> What is being asked
Extract each line of the entries below that contains the string "background" and reproduce those lines unchanged.

> Supplied information
═══

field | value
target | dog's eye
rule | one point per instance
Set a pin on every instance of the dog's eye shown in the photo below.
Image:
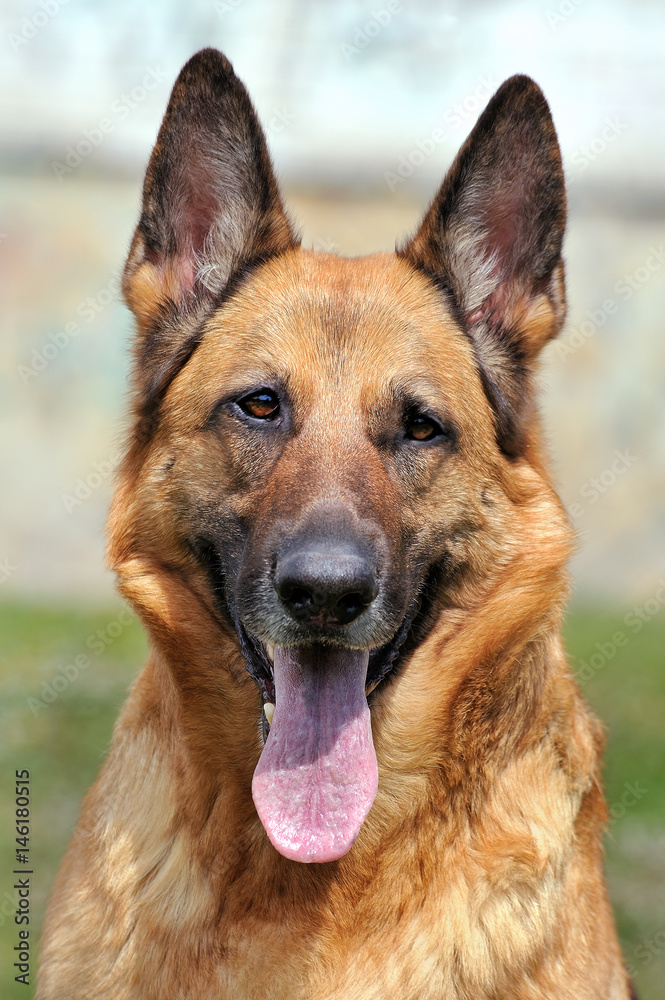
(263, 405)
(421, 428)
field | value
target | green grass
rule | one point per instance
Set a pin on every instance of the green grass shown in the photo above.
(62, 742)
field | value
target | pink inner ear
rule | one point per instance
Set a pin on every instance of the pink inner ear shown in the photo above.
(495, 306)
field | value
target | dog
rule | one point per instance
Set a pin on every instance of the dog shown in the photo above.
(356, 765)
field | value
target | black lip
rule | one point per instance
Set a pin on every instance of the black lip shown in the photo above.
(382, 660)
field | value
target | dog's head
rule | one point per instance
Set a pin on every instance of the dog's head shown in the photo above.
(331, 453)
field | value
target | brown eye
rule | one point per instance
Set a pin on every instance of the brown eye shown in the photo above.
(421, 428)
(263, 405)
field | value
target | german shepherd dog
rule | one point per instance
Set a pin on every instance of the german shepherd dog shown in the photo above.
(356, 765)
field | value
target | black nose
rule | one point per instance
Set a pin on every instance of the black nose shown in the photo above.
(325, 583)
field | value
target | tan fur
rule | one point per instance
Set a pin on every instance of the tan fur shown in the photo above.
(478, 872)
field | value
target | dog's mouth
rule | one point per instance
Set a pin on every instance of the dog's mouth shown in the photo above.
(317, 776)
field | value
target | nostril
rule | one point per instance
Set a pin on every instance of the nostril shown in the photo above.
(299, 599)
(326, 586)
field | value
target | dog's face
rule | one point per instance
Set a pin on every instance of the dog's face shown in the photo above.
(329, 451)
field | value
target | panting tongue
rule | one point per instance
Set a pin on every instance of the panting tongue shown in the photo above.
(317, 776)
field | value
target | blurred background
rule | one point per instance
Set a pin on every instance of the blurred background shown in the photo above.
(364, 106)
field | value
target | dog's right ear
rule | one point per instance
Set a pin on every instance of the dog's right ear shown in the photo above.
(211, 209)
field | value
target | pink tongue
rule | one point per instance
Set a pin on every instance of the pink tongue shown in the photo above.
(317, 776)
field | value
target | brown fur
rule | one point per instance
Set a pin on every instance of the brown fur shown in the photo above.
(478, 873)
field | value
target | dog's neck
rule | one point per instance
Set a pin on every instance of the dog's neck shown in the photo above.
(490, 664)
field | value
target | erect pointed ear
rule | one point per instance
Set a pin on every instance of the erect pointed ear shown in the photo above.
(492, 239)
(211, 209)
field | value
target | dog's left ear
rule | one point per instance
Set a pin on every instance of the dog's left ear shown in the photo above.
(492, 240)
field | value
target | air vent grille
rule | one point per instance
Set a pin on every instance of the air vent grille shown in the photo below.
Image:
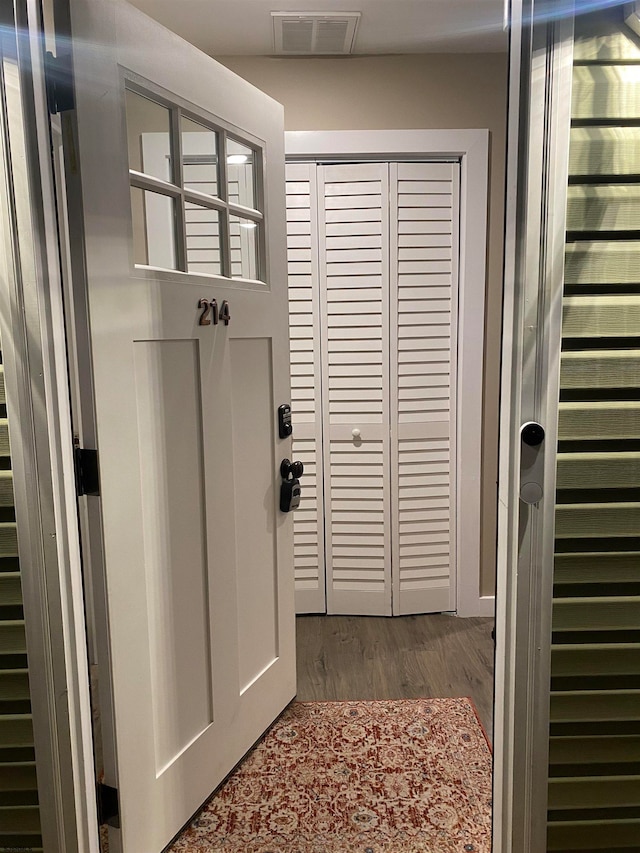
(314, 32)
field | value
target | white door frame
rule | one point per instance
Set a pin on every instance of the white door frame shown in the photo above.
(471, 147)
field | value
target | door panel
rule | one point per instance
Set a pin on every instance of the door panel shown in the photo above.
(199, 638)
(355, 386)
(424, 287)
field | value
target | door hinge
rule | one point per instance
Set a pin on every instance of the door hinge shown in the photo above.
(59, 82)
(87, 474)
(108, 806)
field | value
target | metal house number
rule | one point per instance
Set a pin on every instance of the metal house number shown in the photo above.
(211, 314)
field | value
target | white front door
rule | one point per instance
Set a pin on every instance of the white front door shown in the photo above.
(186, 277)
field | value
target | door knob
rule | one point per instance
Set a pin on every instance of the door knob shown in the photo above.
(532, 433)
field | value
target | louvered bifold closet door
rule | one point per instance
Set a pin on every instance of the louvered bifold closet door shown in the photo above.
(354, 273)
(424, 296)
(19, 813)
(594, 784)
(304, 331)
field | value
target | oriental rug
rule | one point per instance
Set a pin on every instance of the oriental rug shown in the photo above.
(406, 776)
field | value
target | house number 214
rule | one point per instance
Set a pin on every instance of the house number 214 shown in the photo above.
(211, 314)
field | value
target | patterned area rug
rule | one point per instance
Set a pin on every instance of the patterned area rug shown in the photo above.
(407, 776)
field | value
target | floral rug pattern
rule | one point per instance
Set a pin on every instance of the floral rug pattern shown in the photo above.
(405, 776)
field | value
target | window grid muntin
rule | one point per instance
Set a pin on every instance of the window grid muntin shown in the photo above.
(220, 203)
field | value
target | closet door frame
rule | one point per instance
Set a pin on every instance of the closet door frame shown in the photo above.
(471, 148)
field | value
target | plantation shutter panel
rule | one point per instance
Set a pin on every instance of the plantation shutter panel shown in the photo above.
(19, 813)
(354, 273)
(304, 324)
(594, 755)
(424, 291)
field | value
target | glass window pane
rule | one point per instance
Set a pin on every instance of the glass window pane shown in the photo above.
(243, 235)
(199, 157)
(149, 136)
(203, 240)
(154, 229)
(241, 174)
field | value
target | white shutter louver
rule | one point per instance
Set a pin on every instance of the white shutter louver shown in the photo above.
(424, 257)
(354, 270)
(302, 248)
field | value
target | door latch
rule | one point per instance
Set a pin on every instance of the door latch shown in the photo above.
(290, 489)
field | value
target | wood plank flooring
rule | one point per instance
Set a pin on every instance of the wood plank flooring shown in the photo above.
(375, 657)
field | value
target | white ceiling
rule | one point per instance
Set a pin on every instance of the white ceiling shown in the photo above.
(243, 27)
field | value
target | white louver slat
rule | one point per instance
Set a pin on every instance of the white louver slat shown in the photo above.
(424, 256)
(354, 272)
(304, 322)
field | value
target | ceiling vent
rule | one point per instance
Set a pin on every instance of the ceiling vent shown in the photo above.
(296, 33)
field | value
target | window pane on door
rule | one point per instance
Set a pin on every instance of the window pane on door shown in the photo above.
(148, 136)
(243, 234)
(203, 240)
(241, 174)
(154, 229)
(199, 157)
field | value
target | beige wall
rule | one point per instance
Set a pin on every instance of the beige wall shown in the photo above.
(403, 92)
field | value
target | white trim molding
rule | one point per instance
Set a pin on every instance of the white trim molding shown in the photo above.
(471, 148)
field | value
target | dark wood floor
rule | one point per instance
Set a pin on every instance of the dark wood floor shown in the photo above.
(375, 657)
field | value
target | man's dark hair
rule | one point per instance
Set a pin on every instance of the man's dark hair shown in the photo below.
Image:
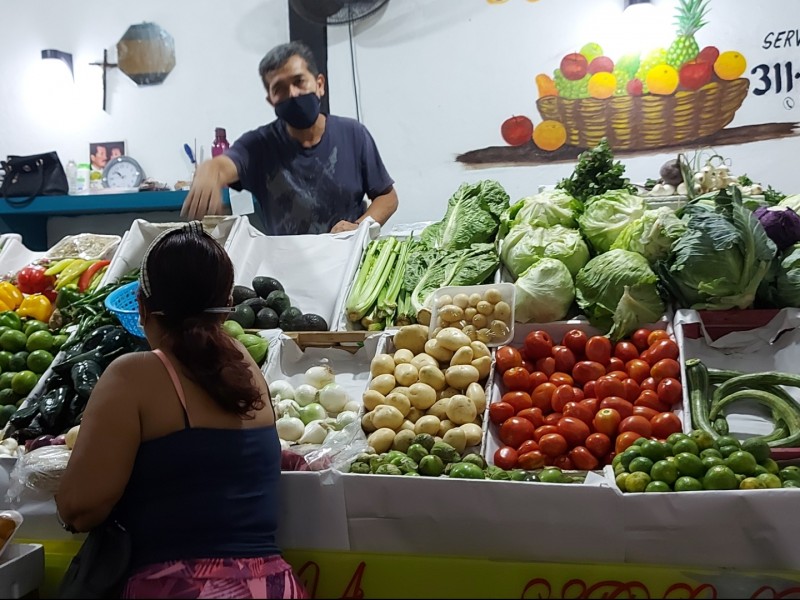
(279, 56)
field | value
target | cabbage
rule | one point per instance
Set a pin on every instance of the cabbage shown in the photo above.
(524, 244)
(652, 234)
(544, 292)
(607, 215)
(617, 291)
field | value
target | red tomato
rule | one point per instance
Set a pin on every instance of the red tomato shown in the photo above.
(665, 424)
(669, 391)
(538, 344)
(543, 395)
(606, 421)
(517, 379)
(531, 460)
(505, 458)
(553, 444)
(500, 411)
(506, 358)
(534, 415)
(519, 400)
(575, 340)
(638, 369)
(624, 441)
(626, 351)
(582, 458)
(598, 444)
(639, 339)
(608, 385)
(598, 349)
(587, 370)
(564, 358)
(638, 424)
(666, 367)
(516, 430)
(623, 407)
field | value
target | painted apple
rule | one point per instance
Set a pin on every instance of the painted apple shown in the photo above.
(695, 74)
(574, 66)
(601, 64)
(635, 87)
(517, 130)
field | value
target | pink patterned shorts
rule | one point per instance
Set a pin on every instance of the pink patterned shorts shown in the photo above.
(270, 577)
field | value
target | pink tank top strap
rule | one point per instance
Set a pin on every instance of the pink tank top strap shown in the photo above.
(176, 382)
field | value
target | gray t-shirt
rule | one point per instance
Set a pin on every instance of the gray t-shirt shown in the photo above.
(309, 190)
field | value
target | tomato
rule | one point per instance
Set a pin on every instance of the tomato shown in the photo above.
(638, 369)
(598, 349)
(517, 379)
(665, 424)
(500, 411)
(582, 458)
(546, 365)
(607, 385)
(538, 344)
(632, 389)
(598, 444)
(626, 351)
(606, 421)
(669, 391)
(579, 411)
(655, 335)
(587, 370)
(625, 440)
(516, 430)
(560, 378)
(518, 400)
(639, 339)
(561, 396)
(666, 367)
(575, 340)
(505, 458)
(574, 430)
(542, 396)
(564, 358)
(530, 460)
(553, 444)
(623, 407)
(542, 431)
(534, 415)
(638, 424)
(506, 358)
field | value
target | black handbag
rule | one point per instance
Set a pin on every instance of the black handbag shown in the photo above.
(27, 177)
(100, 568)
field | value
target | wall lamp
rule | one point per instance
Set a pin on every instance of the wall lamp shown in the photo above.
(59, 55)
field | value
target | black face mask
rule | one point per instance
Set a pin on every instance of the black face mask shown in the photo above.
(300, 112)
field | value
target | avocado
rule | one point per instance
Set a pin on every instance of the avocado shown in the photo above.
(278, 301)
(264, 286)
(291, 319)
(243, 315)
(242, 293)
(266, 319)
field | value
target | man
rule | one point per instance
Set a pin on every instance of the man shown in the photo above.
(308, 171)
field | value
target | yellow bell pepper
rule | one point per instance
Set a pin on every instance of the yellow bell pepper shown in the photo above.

═══

> Finished exercise
target | blurred background
Set a pin on every instance of the blurred background shown in the photo above.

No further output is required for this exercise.